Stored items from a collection
►

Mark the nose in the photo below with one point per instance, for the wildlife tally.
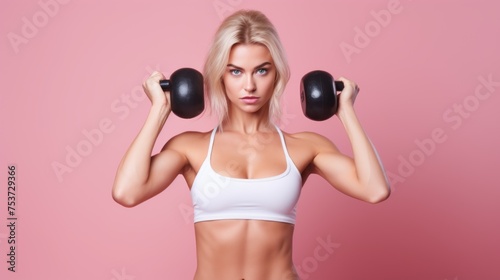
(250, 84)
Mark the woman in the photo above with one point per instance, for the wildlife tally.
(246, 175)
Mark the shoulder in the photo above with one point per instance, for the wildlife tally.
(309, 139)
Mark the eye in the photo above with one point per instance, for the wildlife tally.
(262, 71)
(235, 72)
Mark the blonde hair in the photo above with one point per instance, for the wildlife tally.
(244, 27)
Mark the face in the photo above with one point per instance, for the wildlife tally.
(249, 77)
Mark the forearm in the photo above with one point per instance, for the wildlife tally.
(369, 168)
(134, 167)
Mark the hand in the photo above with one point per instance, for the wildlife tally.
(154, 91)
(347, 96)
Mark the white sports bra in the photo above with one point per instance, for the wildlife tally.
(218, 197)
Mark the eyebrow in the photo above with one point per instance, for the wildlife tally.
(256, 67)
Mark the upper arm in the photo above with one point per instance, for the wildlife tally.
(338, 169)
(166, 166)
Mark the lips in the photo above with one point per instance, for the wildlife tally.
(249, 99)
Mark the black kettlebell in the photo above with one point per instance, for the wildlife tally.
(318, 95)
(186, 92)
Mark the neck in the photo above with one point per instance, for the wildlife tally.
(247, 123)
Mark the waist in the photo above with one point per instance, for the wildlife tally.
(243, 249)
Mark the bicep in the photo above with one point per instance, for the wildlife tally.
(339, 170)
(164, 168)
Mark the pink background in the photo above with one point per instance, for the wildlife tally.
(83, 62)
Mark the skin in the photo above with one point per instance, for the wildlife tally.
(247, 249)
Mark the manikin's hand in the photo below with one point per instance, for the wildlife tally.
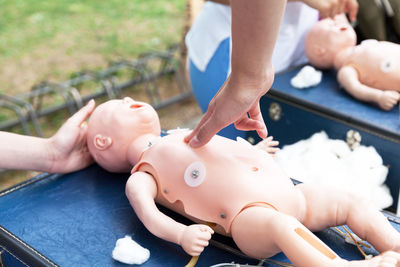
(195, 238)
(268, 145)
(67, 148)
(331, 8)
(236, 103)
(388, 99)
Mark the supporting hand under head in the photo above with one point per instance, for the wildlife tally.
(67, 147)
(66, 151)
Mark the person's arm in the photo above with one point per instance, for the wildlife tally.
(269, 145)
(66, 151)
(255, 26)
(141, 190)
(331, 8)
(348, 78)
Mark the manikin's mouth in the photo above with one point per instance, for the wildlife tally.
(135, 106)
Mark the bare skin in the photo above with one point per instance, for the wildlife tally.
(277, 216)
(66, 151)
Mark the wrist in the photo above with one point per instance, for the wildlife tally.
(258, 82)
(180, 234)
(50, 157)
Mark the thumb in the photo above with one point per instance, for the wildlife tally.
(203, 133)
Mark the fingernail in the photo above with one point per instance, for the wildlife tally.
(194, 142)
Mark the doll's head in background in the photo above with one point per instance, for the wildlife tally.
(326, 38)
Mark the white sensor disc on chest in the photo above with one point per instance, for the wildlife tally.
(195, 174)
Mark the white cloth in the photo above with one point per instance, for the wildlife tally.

◄

> [WHAT YOU SHOULD DO]
Copy the data verbatim, skipping any image it holds.

> [SOLUTION]
Mark the nose in the photo below with one point per instance, for the wildlife tally.
(250, 84)
Mark the woman in the photo above with one point per instance, for the wildlife tally.
(246, 175)
Mark the shoulder in the photo above with one point per instance, for the wildlife tally.
(309, 139)
Mark the eye in the photo above with one point per instance, for the wildlife tally.
(262, 71)
(235, 72)
Mark the blonde hair in the photo above with one point per instance, for the wildlife tally.
(244, 27)
Mark the face in the photo above with one point per instance, for the wildlife tally.
(249, 77)
Mark the forearm in the photo above with one point per instance, for the wildlife tally.
(369, 168)
(134, 167)
Mark the hand in the photo above with one point per instance, for the wildlife tally.
(154, 91)
(347, 96)
Mark the white sports bra in the photo above with one point per instance, for the wildlife tally.
(218, 197)
Mark the eyebrow in the photo above with one point per instance, for the wildlife tally.
(256, 67)
Mark the upper arm in the photo above with one point per instance, for the wildlife tally.
(338, 169)
(166, 166)
Mark the lips in the photo above with one point per instance, for the wildlife tally.
(249, 99)
Mark the black kettlebell in the photo above with one point per instance, for the wildlife tally.
(318, 95)
(186, 92)
Mark the neck in the photo above with one point per instance, for the wildlife tally.
(247, 123)
Mark the waist in the photo above with one point per instance, for the wildlife tally.
(243, 249)
Mark the bicep in the photo above with one point per instance, for the wildlife tally.
(339, 170)
(164, 168)
Mark the pink background in the photo above with one point per instance, for the wildlife tally.
(83, 62)
Mark the skin in the photo above with one point per instance, for the wildlife tally.
(247, 249)
Mark the manikin's hand in the photo below with one point per instance, for the wildlife tally.
(195, 238)
(268, 145)
(67, 148)
(331, 8)
(236, 103)
(388, 99)
Mark the supporting hand under head in the photo above with one point per instance, for the wildlife tally.
(67, 147)
(66, 151)
Mark the person's arm in the photo above with one point per instance, for the wildlife tally.
(269, 145)
(66, 151)
(255, 26)
(141, 190)
(331, 8)
(348, 78)
Mark the manikin's mouth in the photo above with one point per instance, for the wildlife tally.
(135, 106)
Mark the bare skin in the photo above with one point per instance, for the wildlife tally.
(277, 216)
(66, 151)
Mark the wrist in the photo above with one point per instance, for the wildlife tally.
(258, 82)
(180, 234)
(50, 157)
Mark the thumb in the photo above with one point per instance, for the wildlife tally.
(203, 133)
Mark the fingernail in the photo above with one point per instance, for the wildlife tally.
(194, 142)
Mark the doll's head in background in the photo above with one point per instance, for the wildlife tally.
(326, 38)
Mark the white sensor disc on chest in the photo above with one point per instance, for the wildlife tally.
(195, 174)
Mark the white cloth in the photo above with one point per instance, for the wildlife tally.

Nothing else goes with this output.